What is asked
Below are the records. Reproduce exactly the lines from the one containing "hillside and record the pixel coordinates." through the final line, and omit any pictures.
####################
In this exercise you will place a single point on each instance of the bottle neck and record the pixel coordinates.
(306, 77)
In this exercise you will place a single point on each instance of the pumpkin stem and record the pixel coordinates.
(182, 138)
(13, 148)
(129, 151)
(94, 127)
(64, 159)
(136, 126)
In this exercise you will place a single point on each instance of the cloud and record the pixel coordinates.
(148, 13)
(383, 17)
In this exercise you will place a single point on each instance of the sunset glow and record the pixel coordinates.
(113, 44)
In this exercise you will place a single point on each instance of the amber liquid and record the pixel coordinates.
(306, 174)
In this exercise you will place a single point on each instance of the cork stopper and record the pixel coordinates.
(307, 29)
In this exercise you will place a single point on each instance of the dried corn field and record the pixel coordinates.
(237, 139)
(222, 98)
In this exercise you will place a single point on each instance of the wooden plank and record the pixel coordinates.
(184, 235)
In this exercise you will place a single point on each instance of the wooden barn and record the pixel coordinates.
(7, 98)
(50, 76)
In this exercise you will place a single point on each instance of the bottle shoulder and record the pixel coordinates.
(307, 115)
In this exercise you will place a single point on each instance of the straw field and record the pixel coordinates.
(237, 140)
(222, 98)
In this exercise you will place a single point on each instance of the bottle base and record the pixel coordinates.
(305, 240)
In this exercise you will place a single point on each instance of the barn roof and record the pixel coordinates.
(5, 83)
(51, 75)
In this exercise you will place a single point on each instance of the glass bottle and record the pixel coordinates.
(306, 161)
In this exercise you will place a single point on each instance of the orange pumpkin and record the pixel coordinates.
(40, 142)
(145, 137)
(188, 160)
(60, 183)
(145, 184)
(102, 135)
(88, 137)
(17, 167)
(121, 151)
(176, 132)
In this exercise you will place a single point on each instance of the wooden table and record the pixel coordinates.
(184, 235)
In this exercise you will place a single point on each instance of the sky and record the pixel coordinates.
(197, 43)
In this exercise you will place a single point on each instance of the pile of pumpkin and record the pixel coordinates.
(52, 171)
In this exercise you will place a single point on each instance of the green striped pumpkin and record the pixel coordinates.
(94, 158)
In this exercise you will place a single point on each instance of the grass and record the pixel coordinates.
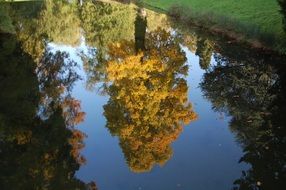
(259, 19)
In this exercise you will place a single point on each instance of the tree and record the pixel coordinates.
(204, 51)
(251, 90)
(148, 99)
(36, 152)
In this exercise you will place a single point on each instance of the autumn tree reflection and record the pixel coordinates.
(251, 90)
(37, 150)
(148, 102)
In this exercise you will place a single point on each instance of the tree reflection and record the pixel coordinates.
(37, 151)
(252, 91)
(148, 97)
(204, 51)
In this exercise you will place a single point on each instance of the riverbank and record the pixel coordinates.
(256, 22)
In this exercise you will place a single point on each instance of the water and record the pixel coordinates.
(112, 96)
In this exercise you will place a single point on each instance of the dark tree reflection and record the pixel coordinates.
(251, 90)
(36, 151)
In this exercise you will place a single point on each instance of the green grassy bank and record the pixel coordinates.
(255, 20)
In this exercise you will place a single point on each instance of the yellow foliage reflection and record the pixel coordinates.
(148, 102)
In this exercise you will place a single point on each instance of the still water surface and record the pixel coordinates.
(123, 98)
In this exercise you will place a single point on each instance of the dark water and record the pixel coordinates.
(116, 97)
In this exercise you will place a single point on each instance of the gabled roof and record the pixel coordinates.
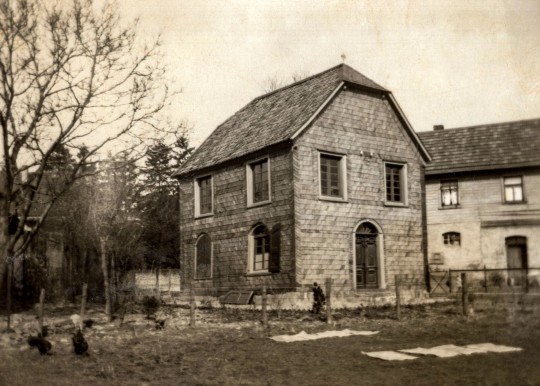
(484, 147)
(276, 117)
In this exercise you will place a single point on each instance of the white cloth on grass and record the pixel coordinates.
(389, 355)
(303, 336)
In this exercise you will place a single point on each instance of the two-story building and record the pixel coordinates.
(320, 179)
(483, 196)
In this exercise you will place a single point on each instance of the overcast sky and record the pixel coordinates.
(457, 63)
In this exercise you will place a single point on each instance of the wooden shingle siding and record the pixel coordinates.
(355, 124)
(230, 225)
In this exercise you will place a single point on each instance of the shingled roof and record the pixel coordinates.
(272, 118)
(484, 147)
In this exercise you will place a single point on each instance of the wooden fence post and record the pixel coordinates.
(191, 305)
(464, 294)
(264, 299)
(40, 310)
(329, 318)
(398, 297)
(83, 305)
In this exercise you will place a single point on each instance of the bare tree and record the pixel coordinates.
(112, 220)
(71, 77)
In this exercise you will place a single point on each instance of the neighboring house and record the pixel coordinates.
(320, 179)
(483, 196)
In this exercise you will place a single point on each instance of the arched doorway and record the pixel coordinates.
(516, 256)
(367, 259)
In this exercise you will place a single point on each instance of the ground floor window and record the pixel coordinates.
(203, 257)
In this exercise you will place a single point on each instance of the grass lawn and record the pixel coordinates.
(229, 347)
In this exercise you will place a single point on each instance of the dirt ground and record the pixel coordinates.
(229, 347)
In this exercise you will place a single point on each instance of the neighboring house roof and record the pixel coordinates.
(484, 147)
(279, 116)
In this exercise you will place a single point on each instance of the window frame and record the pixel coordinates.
(451, 242)
(250, 182)
(252, 252)
(197, 196)
(404, 184)
(521, 185)
(195, 257)
(342, 177)
(441, 201)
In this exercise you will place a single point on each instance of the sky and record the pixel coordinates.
(456, 63)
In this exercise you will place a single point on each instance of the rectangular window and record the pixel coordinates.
(332, 176)
(258, 182)
(396, 186)
(449, 193)
(513, 189)
(203, 196)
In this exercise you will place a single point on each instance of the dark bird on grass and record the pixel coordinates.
(43, 345)
(80, 345)
(160, 324)
(88, 323)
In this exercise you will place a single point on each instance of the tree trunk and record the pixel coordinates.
(4, 241)
(106, 282)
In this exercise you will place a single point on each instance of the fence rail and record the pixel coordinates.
(496, 279)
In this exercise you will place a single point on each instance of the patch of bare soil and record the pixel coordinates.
(230, 347)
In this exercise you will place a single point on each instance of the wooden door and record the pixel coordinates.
(367, 271)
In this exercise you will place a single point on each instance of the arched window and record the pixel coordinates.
(203, 257)
(452, 238)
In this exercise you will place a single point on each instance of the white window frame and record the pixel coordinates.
(404, 184)
(197, 196)
(249, 183)
(251, 251)
(449, 206)
(522, 185)
(343, 175)
(211, 258)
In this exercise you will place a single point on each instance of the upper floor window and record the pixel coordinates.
(449, 193)
(513, 189)
(258, 182)
(264, 249)
(332, 176)
(452, 238)
(396, 183)
(203, 196)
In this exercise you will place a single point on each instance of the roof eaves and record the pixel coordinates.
(434, 170)
(409, 128)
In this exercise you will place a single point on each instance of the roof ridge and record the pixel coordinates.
(296, 83)
(481, 125)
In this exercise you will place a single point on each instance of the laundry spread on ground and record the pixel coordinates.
(444, 351)
(302, 336)
(389, 355)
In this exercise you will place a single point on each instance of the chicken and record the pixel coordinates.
(80, 345)
(160, 324)
(43, 345)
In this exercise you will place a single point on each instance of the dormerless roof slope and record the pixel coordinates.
(484, 147)
(273, 118)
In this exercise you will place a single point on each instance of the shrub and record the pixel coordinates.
(497, 279)
(150, 306)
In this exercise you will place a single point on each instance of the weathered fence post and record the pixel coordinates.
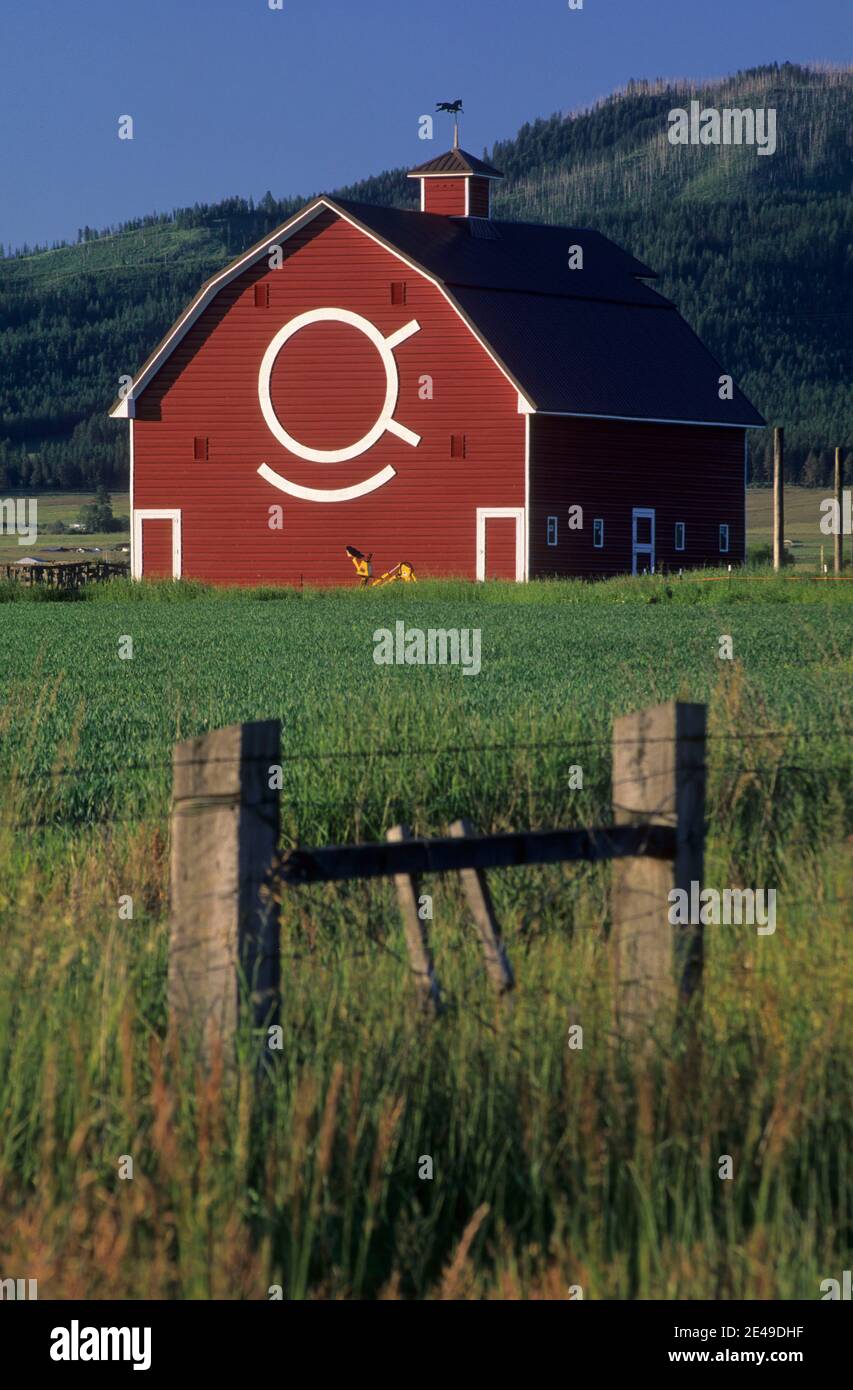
(417, 944)
(659, 763)
(224, 923)
(479, 902)
(838, 555)
(778, 498)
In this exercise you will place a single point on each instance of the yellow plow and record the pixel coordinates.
(364, 569)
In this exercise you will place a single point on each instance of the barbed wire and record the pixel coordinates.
(446, 751)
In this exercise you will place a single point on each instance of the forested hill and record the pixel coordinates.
(753, 249)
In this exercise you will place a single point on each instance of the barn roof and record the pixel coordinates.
(456, 161)
(592, 342)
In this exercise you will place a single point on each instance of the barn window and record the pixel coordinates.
(459, 446)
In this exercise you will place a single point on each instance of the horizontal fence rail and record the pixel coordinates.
(450, 855)
(228, 875)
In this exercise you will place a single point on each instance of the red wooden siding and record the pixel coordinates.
(327, 388)
(445, 195)
(479, 198)
(500, 548)
(609, 467)
(156, 549)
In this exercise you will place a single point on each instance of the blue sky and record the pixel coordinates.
(229, 96)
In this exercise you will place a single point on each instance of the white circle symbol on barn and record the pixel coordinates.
(385, 346)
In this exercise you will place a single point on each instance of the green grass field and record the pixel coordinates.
(553, 1168)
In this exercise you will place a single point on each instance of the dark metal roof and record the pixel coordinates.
(524, 256)
(592, 341)
(456, 161)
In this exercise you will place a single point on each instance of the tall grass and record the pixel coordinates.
(552, 1166)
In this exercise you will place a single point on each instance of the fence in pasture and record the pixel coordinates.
(68, 574)
(225, 872)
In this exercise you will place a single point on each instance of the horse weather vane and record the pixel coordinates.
(453, 109)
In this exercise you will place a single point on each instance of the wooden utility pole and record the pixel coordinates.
(839, 499)
(778, 496)
(224, 923)
(659, 762)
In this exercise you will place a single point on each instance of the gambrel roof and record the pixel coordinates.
(593, 341)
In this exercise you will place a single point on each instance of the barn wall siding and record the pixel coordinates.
(327, 387)
(685, 473)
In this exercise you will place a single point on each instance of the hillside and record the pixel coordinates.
(753, 249)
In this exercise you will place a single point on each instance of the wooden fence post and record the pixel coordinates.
(659, 780)
(224, 923)
(479, 902)
(417, 944)
(778, 498)
(839, 499)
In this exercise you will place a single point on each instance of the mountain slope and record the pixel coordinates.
(755, 250)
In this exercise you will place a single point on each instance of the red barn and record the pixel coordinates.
(477, 398)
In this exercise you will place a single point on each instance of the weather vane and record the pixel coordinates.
(453, 109)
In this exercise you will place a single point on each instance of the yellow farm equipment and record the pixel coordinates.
(364, 569)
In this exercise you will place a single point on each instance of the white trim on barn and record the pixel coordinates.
(492, 513)
(156, 514)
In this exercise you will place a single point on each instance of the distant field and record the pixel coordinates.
(64, 506)
(802, 523)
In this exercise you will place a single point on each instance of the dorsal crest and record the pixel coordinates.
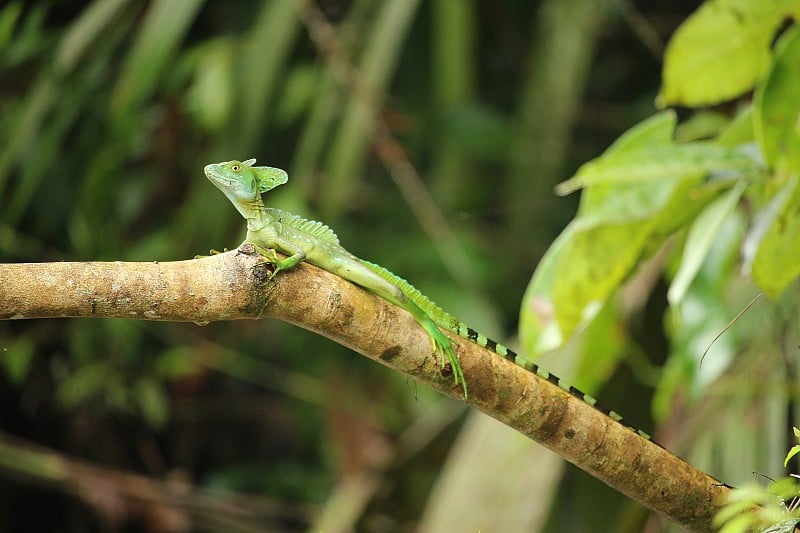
(312, 227)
####################
Worked answer
In this exercise you will place a single point on each instance of the hillside and record the pixel coordinates.
(753, 249)
In this exercise you will place a single point on each instance of the wooden fence post and record the pixel coordinates.
(659, 780)
(224, 923)
(479, 902)
(417, 944)
(778, 498)
(839, 499)
In this exercise you will place a single point on each instance of the mountain slope and record the pixel coordinates.
(755, 250)
In this exercise you will place a single point on each instance of the red barn and record the pixel coordinates.
(477, 398)
In this exercise you will place a single point on each instance of the weather vane and record the pixel coordinates.
(453, 109)
In this exercise you will place a single point on each instance of the yellow farm equipment and record the pixel coordinates.
(364, 569)
In this exercise you will place a single point on each instance of the white trim on barn and record the pixel coordinates.
(492, 513)
(156, 514)
In this exercise you will place a single point on each instance of the distant field and record the pixel coordinates.
(64, 506)
(802, 523)
In this exercise you will place a single point on each instance of the dorsal crest and record the pixel coordinates.
(312, 227)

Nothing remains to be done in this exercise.